§ Work required
How would you put this sentence from the news report on Blanche d'Alpuget's diagnosis into Spanish: "Ms Dillon is seeking $4.2 million from her father's estate."?

Blanche: ‘I’ve got breast cancer’
Less than a year after the death of her "soulmate", the former prime minister Bob Hawke, Blanche d'Alpuget has been diagnosed with breast cancer.
Ms d'Alpuget confirmed the diagnosis to The Sunday Telegraph yesterday and revealed she is currently undergoing chemotherapy treatment for the disease.
"Yes it's true. I'm being treated at the Kinghorn Cancer Centre," she said.
"I detected the lump in my left breast about six or seven weeks ago.
"You never think you're going to get cancer - not at my age, but it happens. I'd like to encourage all older women to have their breasts checked. I found the lump by accident."
The news comes as Ms d'Alpuget, 76, prepares to face her stepdaughter Ros Dillon in private mediation over the division of Mr Hawke's estate.
Ms Dillon's claim to a larger slice of her father's fortune will go before NSW Supreme COurt Justice Philip Hallen on May 7 - days before the first anniversary of Mr Hawke's death.
Ms Dillon is seeking $4.2 million from her father's estate.
In an unexpected twist, Ms d'Alpuget, who has been battling ill health during her cancer treatment, has approached Ms Dillon's older sister Sue Pieters-Hawke to serve as her support proxy should Ms d'Alpuget be too ill to appear.
The alliance marks a new high point in Ms Pieters-Hawke's once strained relationship with her stepmother - one which hit rock bottom in 2010 when Ms d'Alpuget slapped Mr Hawke's eldest child at Brisbane Airport Qantas Chairman's Lounge during a chance meeting, spurring Ms Pieters-Hawke to contact Federal Police.
Ms d'Alpuget's physical reprimand coincided with the release that year of Ms Pieters-Hawke's book, Hazel: My Mother's Story, in which the author sought to address what she saw as inaccuracies about her mother, Hazel Hawke, in Ms d'Alpuget's earlier work, Hawke: The Prime Minister.
"There were words in the lounge after the slaps, but I haven't spoken to her since. You could say they were harsh words," Ms Pieters-Hawke said in 2011 confirming relations between the women were icy for years.
In 2011, as Hazel Hawke battled the dementia that would claim her in 2013, there was a rapprochement between the women at Mr Hawke's urging.
A decade on, the two women appear to have joined forces to see off Ms Dillon's claim to a larger slice of Mr Hawke's estate.

§ Supplied records
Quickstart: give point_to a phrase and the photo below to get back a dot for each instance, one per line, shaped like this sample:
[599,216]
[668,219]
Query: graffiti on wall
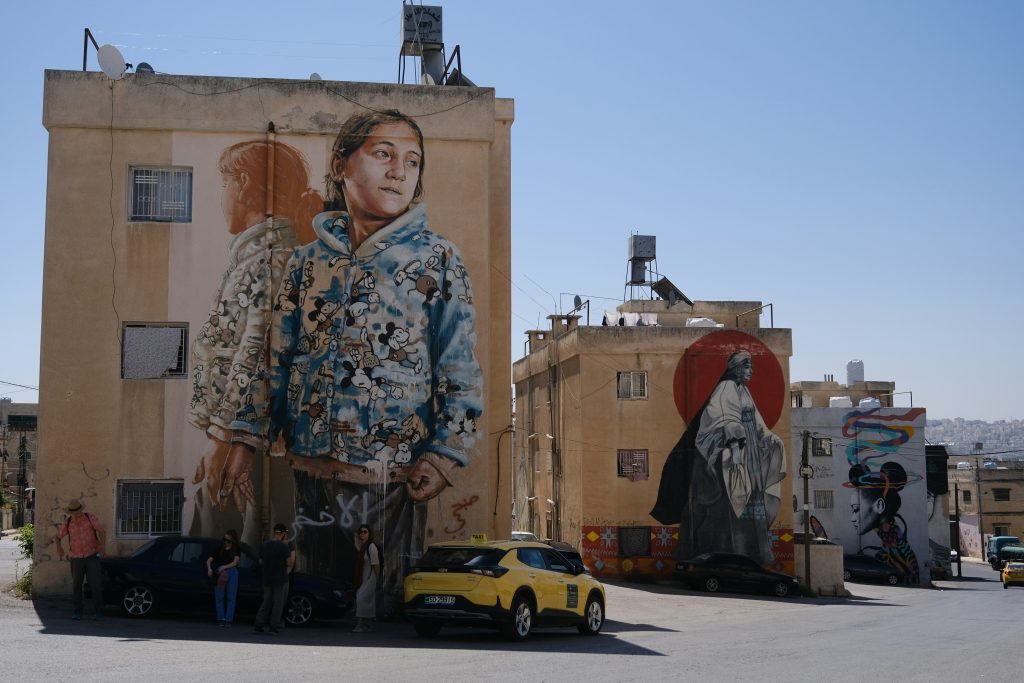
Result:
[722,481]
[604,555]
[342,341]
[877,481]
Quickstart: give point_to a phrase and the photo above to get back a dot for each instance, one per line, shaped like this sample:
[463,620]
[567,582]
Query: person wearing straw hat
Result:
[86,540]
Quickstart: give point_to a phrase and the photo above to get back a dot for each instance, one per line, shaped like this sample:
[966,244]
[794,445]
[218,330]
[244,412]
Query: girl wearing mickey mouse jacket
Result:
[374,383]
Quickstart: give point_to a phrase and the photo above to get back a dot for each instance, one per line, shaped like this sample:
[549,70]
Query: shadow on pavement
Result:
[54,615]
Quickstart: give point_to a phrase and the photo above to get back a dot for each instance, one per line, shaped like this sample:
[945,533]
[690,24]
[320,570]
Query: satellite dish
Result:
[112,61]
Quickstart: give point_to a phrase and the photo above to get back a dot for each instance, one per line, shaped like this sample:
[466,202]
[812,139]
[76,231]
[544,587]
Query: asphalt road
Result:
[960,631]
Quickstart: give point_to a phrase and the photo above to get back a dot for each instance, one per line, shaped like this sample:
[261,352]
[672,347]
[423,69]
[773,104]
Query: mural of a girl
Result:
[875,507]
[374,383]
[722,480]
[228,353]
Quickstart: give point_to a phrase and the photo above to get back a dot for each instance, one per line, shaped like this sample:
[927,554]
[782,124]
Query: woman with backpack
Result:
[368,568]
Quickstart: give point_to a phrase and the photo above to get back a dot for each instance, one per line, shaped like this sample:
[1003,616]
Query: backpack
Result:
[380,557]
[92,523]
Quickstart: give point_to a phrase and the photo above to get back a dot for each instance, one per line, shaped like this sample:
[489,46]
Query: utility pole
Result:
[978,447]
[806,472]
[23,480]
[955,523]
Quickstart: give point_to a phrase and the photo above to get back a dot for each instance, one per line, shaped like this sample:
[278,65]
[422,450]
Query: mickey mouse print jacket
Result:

§ Exercise response
La señora Dillon reclama 4,2 millones de dólares de la herencia de su padre.